**TEXTO DEL EJERCICIO:**
Agradezcamos al papa Francisco su acompañamiento espiritual en medio de la crisis sanitaria y releamos la esencia de su enseñanza pastoral durante estas largas y dramáticas semanas.

 

En la fiesta de la Divina Misericordia, el pasado 19 de abril, el Santo Padre celebró la misa cerca del Palazzo della Rovere, en la iglesia del Espíritu Santo en Sassia, donde los miembros del Gran Magisterio de la Orden rezan regularmente y donde el nuevo Gran Maestre celebró su primera misa pública después de tomar posesión de su cargo este año. En este santuario romano de la Misericordia, el papa Francisco evocó del peligro relacionado con el fin de la pandemia. «El riesgo es que nos golpee un virus todavía peor, el del egoísmo indiferente», dijo, haciendo un llamamiento a una oleada de solidaridad. «Esta pandemia nos recuerda que no hay diferencias ni fronteras entre los que sufren: todos somos frágiles, iguales y valiosos. Que lo que está pasando nos sacuda por dentro. Es tiempo de eliminar las desigualdades, de reparar la injusticia que mina de raíz la salud de toda la humanidad», insistió fuertemente cuando se empezó a vislumbrar el desconfinamiento progresivo.

Durante estas dramáticas semanas, Francisco no ha dejado de sostener nuestra fe y esperanza. Nunca olvidaremos esos conmovedores momentos del viernes 27 de marzo, al atardecer, cuando presentó el Santísimo Sacramento a distancia para bendecirnos frente a una plaza de San Pedro vacía, bañada por la lluvia y la oscuridad, mientras el sonido de las campanas de la basílica se mezclaba con el de las sirenas de las ambulancias... Frente a las pantallas de televisión, el santo y fiel pueblo de Dios, «confinado» a causa de la pandemia, se reunió en comunión con él, en completo silencio, para implorar valor y fuerza interior. El milagro de esta extraordinaria oración fue, en primer lugar, comprender que no estábamos solos en el camino. En lugar de mirar al Vicario de Cristo en el balcón de San Pedro, como durante las habituales bendiciones Urbi et Orbi, todos teníamos la mirada fija en la Eucaristía, llevada por el Papa en una gran custodia en el umbral de la Basílica.

Había llegado solo cojeando hasta la plaza bajo una lluvia torrencial. El cielo de un color azul irreal se reflejaba en la plaza, evocando las profundidades donde parecía haberse hundido durante esas últimas semanas. Habían colocado a las puertas de la basílica el crucifijo milagroso que salvó a Roma de la peste en el siglo XVI para esta oración. El agua que caía del cielo corría por la imagen del crucificado, dando un vívido reflejo a la pintura sobre la madera; la sangre parecía brotar realmente por el costado atravesado, simbolizando el don del Espíritu derramado para la renovación de nuestras vidas. Discreto, el icono de la Virgen Salus Populi Romani, también vinculado a la protección de la Ciudad Eterna durante varias epidemias, velaba con nosotros al pie de la cruz.

**DATOS APORTADOS:**

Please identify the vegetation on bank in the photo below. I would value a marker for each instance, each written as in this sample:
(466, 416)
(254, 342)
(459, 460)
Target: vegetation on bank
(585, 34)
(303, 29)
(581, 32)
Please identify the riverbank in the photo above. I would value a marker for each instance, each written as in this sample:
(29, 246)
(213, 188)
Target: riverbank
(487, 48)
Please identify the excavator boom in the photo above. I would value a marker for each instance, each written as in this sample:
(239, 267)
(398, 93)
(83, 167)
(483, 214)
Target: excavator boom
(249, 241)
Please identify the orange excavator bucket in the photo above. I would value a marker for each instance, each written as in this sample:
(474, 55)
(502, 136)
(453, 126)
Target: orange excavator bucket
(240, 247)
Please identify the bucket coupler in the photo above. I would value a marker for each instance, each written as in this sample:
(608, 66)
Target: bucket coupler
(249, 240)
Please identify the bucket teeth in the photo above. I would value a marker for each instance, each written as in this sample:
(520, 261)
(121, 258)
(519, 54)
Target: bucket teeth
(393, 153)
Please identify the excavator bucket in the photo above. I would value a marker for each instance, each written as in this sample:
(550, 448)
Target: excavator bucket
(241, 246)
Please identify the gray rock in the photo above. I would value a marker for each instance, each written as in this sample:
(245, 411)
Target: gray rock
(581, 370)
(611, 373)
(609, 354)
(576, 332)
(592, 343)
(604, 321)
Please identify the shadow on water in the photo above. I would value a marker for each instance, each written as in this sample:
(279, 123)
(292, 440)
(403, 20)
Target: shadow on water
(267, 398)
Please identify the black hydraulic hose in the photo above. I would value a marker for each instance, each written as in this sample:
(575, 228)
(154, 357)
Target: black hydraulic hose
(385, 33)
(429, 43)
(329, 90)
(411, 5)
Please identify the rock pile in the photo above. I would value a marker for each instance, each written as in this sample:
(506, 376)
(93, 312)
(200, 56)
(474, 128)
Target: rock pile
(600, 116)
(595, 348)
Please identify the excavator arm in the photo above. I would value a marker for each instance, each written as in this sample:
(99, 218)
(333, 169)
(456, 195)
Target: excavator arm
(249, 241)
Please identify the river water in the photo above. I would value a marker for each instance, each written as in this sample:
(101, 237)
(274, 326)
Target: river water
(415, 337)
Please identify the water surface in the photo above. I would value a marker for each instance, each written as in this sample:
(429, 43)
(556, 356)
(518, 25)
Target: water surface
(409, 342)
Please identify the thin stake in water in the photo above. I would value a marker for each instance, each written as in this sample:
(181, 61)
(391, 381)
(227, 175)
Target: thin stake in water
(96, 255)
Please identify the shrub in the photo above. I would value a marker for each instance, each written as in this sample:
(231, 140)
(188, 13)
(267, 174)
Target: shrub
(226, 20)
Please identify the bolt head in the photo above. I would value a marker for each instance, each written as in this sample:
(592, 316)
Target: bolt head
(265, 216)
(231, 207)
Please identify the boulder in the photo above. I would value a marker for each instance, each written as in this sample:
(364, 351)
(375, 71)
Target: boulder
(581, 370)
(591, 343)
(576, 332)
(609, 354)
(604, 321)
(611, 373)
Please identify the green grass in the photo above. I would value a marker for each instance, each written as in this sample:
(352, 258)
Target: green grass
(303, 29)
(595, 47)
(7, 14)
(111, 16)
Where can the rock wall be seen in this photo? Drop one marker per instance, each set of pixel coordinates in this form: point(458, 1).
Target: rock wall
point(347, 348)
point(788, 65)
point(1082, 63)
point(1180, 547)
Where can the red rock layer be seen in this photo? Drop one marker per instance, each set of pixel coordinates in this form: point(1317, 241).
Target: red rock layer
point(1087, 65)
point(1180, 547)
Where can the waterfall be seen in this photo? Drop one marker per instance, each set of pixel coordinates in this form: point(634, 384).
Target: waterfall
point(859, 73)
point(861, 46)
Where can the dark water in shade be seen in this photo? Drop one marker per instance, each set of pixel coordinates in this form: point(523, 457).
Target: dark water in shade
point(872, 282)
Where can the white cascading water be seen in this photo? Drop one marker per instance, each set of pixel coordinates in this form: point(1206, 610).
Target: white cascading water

**TAREA:** Retoma el texto sobre el papa Francisco durante la pandemia y continúalo después de la frase que termina en «al pie de la cruz». Los datos proceden de otra fuente.

**RESPUESTA:**
Conteníamos la respiración, conscientes de formar parte de un evento histórico. No es que sea el fin del mundo, pero seguro que es el final de un mundo, el de la globalización basada en el consumo egoísta excesivo. Políticas económicas contrarias a los intereses de los seres humanos han llevado a nuestras sociedades a encontrarse desamparadas ante una catástrofe sanitaria que ha sacudido a toda la humanidad. «Codiciosos de ganancias, nos hemos dejado absorber por lo material y trastornar por la prisa», analizó el Papa durante su homilía, denunciando «nuestro afán de omnipotencia y posesión». «No hemos escuchado el grito de los pobres y de nuestro planeta gravemente enfermo. Hemos continuado imperturbables, pensando en mantenernos siempre sanos en un mundo enfermo».

Francisco comentaba el Evangelio de san Marcos que relata el episodio de la tormenta amainada, señalando que, como los discípulos en la barca, asustados y perdidos mientras Jesús parecía dormir a bordo, «nos ha sorprendido una tormenta inesperada». «La tempestad desenmascara nuestra vulnerabilidad y deja al descubierto esas falsas y superfluas seguridades con las que habíamos construido nuestras agendas, nuestros proyectos, rutinas y prioridades», señalaba el Papa, explicando que este tiempo de prueba es un tiempo de elección, «el tiempo para elegir entre lo que cuenta verdaderamente y lo que pasa, para separar lo que es necesario de lo que no lo es». Entonces nos exhorta a «restablecer el rumbo de la vida» hacia Dios y hacia los demás siguiendo el ejemplo de muchos testigos de hoy - médicos, enfermeras, voluntarios, sacerdotes, religiosos - «que comprendieron que nadie se salva solo». «La oración y el servicio discreto son nuestras armas vencedoras», insistió el Santo Padre, antes de darnos su excepcional bendición en tiempos de epidemia.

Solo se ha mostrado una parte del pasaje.